- SET EXERCISE -
Please report every line of the entries below that contains the word "post", copying each such line in full. Case counts when matching.

-- START RECORDS TO USE --

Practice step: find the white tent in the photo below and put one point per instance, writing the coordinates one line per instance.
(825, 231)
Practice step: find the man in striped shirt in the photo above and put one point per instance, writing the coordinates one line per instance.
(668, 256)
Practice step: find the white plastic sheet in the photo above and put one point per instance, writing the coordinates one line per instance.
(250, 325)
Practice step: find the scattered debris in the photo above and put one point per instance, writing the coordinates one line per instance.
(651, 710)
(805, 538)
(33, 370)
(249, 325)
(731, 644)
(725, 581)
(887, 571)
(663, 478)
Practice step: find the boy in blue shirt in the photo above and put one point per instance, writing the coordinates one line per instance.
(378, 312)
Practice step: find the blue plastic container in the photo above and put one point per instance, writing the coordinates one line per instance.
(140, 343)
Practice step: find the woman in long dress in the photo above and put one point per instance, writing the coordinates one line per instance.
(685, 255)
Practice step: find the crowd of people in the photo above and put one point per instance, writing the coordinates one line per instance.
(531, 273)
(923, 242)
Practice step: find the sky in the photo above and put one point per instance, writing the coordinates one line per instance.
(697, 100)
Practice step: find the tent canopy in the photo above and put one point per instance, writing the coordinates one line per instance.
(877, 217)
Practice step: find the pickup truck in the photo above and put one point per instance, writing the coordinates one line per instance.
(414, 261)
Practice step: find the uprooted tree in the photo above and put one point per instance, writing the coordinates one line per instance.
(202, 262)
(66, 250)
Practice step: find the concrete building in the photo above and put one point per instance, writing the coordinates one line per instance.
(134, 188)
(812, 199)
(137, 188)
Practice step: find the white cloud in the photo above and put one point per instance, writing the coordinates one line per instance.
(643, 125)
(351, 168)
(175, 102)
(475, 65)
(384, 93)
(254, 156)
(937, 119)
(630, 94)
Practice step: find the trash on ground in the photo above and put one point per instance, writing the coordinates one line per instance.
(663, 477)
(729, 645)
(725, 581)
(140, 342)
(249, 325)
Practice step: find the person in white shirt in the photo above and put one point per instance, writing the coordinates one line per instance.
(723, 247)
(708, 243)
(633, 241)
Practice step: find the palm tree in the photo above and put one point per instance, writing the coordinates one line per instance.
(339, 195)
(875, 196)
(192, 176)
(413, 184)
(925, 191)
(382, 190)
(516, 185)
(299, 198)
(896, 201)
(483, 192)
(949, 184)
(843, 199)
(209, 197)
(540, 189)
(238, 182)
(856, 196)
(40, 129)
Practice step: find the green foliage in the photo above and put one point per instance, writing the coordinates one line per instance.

-- END RECORDS TO USE --
-- START RECORDS TO USE --

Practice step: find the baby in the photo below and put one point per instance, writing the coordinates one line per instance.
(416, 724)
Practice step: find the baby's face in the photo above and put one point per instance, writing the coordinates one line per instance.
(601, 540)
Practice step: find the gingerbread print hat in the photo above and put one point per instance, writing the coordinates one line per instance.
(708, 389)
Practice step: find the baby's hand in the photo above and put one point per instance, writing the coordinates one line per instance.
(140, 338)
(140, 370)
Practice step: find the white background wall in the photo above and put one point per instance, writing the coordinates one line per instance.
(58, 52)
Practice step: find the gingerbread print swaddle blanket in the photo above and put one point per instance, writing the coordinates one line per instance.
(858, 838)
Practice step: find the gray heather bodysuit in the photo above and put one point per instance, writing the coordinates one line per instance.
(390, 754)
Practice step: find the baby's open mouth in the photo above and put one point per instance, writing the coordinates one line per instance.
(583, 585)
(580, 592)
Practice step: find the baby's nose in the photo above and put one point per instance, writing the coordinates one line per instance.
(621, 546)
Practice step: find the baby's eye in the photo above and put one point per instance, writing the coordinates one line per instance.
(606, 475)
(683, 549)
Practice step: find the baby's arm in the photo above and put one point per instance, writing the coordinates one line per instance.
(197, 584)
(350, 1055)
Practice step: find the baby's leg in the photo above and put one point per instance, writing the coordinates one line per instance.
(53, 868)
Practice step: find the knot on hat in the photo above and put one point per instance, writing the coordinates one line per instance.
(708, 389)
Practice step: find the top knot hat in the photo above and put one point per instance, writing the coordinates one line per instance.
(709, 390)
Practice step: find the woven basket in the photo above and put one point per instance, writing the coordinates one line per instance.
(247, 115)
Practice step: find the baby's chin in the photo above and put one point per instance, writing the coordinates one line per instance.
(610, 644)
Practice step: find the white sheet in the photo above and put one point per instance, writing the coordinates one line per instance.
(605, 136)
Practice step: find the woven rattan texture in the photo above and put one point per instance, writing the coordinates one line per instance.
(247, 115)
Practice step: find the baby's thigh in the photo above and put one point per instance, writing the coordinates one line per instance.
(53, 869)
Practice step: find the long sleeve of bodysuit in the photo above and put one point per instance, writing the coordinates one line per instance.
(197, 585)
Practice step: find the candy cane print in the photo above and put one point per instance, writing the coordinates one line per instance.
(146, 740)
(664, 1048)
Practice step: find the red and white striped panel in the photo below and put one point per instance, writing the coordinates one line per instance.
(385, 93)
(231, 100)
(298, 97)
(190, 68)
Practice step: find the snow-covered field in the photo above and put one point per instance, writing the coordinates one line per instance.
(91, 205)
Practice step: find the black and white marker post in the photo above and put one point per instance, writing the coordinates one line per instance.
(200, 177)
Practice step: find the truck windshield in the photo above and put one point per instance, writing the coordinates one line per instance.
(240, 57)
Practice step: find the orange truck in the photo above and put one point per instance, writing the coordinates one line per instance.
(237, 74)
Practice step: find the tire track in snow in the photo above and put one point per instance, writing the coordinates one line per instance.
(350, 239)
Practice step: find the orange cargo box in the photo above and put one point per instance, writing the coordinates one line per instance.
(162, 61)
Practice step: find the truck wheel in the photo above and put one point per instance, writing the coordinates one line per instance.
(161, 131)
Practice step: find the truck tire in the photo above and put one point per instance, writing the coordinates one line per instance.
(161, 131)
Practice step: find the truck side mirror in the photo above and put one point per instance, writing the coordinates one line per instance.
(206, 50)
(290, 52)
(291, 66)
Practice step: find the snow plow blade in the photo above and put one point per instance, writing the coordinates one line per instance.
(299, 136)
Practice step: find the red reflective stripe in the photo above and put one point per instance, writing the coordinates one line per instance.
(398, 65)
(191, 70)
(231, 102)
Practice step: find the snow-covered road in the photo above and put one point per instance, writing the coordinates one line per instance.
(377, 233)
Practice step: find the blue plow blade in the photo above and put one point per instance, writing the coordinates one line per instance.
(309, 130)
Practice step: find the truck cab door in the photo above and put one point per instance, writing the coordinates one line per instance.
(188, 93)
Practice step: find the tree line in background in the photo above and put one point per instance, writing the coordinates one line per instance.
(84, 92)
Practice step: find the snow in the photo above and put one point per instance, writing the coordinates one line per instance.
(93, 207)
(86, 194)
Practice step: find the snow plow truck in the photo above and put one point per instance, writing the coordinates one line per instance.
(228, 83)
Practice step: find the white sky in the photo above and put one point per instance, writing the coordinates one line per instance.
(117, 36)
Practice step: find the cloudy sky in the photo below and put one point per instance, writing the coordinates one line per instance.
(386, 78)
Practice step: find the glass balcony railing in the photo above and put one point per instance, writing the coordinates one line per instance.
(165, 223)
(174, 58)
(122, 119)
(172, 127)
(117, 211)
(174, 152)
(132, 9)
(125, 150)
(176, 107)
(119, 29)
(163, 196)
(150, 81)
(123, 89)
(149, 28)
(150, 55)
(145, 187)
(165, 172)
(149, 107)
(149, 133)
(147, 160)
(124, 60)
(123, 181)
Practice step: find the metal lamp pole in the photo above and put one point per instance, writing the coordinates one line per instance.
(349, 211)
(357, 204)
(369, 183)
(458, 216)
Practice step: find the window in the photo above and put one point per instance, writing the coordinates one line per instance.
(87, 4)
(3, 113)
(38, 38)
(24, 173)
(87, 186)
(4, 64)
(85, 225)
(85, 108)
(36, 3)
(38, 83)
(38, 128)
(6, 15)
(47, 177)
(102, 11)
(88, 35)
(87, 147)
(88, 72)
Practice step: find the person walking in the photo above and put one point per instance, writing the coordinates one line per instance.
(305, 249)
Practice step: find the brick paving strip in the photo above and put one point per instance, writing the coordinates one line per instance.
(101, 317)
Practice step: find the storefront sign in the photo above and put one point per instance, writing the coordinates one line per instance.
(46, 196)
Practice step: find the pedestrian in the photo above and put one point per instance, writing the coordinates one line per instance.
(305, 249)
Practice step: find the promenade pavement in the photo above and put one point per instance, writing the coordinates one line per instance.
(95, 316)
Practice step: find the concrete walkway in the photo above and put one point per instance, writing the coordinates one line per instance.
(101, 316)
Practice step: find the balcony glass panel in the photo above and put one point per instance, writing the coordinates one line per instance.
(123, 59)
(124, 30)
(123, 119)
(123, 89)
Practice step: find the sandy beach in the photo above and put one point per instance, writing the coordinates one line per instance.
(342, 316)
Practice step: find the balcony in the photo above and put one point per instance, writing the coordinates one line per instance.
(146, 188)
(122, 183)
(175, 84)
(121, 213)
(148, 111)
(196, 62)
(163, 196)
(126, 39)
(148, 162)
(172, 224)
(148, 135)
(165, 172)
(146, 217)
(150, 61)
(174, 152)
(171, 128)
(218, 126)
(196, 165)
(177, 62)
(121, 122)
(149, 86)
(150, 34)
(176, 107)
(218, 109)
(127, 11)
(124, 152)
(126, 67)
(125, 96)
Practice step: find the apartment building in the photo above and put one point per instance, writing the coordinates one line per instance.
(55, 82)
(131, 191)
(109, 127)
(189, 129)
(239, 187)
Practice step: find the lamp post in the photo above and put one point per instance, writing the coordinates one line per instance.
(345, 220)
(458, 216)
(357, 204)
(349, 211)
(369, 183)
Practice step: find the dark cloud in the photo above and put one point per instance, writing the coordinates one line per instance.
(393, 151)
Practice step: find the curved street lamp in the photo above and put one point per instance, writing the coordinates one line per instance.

-- END RECORDS TO USE --
-- START RECORDS TO USE --

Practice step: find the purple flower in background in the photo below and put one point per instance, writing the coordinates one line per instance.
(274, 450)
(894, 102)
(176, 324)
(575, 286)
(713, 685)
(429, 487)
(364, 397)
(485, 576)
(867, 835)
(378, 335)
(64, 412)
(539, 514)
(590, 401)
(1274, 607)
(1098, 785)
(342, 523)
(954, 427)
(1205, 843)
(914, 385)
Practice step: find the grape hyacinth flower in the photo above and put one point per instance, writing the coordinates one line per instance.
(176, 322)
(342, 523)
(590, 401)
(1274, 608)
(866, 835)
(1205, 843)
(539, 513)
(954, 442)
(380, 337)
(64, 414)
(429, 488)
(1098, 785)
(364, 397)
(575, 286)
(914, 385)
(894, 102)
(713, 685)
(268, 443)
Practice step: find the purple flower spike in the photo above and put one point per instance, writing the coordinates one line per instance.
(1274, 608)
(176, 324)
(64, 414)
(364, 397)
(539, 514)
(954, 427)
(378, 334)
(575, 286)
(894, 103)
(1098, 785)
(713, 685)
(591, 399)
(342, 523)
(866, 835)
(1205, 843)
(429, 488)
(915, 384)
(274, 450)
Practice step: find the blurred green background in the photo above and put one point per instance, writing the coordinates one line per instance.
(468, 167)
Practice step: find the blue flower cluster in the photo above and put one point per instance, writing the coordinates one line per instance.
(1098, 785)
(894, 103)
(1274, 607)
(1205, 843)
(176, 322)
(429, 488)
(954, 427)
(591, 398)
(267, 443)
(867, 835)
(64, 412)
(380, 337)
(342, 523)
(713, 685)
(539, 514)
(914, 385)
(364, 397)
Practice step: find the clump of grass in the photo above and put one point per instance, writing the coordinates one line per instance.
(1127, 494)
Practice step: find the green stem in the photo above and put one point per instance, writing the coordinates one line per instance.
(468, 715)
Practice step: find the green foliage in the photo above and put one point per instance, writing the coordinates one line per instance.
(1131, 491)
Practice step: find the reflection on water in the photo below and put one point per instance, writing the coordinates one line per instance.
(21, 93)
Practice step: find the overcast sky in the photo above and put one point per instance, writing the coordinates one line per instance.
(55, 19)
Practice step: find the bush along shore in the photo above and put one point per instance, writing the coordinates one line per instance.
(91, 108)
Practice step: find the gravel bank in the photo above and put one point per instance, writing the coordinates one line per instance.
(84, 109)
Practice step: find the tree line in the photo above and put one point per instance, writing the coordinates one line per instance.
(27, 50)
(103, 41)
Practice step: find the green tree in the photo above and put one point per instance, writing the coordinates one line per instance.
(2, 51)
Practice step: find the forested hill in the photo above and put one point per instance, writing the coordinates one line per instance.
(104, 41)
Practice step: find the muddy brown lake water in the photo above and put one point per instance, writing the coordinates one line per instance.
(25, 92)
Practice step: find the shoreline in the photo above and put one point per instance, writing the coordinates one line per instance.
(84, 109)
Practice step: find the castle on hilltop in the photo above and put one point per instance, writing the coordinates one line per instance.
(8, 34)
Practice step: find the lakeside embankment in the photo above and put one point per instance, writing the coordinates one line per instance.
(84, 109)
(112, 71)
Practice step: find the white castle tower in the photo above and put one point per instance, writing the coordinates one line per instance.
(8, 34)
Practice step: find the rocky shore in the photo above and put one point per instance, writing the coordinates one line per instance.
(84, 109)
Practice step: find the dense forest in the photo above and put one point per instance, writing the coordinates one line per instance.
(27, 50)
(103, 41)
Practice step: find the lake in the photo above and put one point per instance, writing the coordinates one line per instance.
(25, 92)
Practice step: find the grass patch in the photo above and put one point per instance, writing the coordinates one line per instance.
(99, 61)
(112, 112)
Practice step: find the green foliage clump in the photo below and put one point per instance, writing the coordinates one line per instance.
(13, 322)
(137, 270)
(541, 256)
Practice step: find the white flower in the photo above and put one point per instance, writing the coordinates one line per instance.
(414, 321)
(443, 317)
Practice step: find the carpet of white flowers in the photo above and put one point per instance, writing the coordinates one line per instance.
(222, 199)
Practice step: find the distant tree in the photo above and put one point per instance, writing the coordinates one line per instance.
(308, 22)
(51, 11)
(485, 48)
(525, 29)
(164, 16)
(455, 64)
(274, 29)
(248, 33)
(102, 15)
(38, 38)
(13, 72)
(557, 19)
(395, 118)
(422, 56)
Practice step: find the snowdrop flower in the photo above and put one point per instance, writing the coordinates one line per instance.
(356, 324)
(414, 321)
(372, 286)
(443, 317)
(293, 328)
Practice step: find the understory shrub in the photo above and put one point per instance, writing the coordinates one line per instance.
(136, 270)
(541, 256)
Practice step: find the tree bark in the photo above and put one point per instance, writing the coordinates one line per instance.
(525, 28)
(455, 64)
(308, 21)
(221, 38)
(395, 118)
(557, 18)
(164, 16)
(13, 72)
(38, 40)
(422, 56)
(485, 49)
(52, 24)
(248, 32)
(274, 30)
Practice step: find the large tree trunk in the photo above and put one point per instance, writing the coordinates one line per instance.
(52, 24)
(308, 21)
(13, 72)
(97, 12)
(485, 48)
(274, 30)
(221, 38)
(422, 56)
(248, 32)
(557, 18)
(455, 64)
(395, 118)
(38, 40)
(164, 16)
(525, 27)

-- END RECORDS TO USE --

- COMPLETED TASK -
Practice step: find the black and white marker post in the photo above and put one point per instance, writing the coordinates one line per instance.
Practice step: find the lamp post in the photo above and put one point per instance, writing the coordinates one line per instance.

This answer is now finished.